▶ _SOURCE TEXT_
— begin —
| Author |
Message |
rong
New Forum Member


Joined: Mar 30, 2004
Posts: 7
|
I have been having a terrible experience with Vonage, and I am at my wit's end. I have a DI 624 Extreme G wireless router with a Motorola box behind it, and I have been experiencing horrible service. About 50% of my calls drop or fade in and out to the point where it is impossible to hear. I have been working with tech support and they ran a packet loss/ latency test on the line and found that there was a fairly sharp packet loss right at the first hop. Of course, they blamed my ISP (Time Warner/ Road Runner) and the cable modem. I then ran a test with Time Warner directly plugging the cable modem into my desktop. No packet loss at all. This leads me to believe that the router is the cause of my problems.
I then got a version of PingPlotter and tried it without the router, and had less than 1% packet loss over a 12 hour period while both on and off the phone. When I put the router back in, I had the same pattern except when a call came in, and I had 90-100% packet loss, as the call went in and out.
So, my guess here is that it is the router causing the problem. Do other people have this problem? Could the router be defective? Could it be the firewall properties of the router? Is it possible that some kind of interference with the wireless aspect of the router is causing it flake out? Does anyone have a suggestion as to a better router? I need one because I use VPN, and without the router, the MTA box screws it up.
— end —
▶ _WRITTEN INSTRUCTION A_
In the Vonage forum post, what router does the writer have?
▶ _WRITTEN INSTRUCTION B_
Carry on the Vonage forum post from where it stops.
The records have nothing to do with the Vonage forum post.

▶ _DATA EXCERPTS_
— begin —
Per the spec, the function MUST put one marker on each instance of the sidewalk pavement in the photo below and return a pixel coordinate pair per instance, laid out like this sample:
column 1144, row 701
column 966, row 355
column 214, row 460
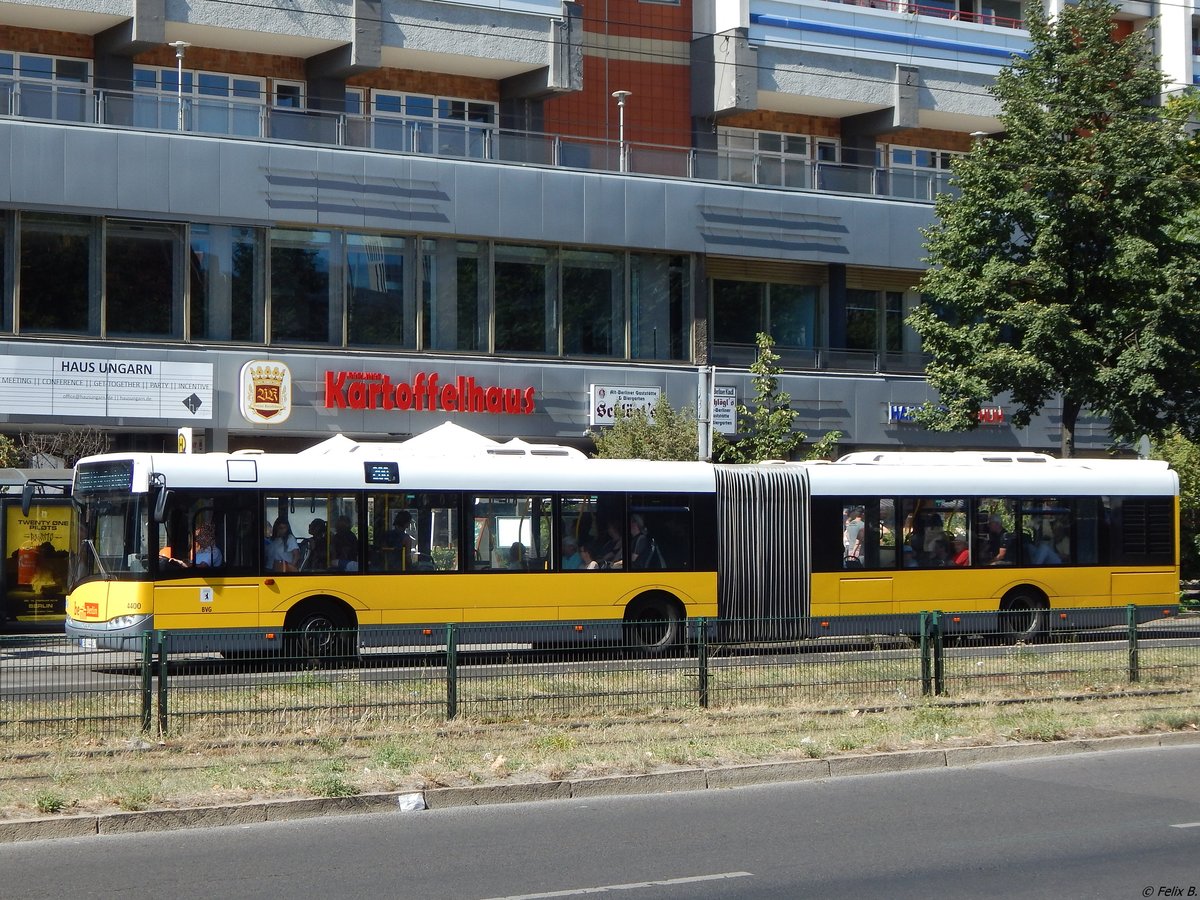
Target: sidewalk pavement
column 57, row 827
— end —
▶ _RESPONSE A_
A DI 624 Extreme G wireless router.

▶ _RESPONSE B_
Additionally, even without the router, I've been having some poor quality calls (tinny and echoing). Any ideas here?
Thanks for the help... |
|
|
|
|
 |
garys_2k
Vonage Forum Master


Joined: May 05, 2004
Posts: 183
|
Routers can most definitely be flaky, and yours sounds bad. A good router will have zero packet loss and give a 0 ms ping every time.
A lot of people have had good luck with Linksys routers, often on sale at Best Buy. I personally use an older PC running Smoothwall routing software, but that's not typical. |
_________________ - Gary |
|
|
|
 |
garys_2k
Vonage Forum Master


Joined: May 05, 2004
Posts: 183
|
One other thing, did you try port forwarding? That might help. As for the tinny sound, check which voice quality setting you're on from the Vonage login. |
_________________ - Gary |
|
|
|
 |
rong
New Forum Member


Joined: Mar 30, 2004
Posts: 7
|
Gary,
Thanks for the reply...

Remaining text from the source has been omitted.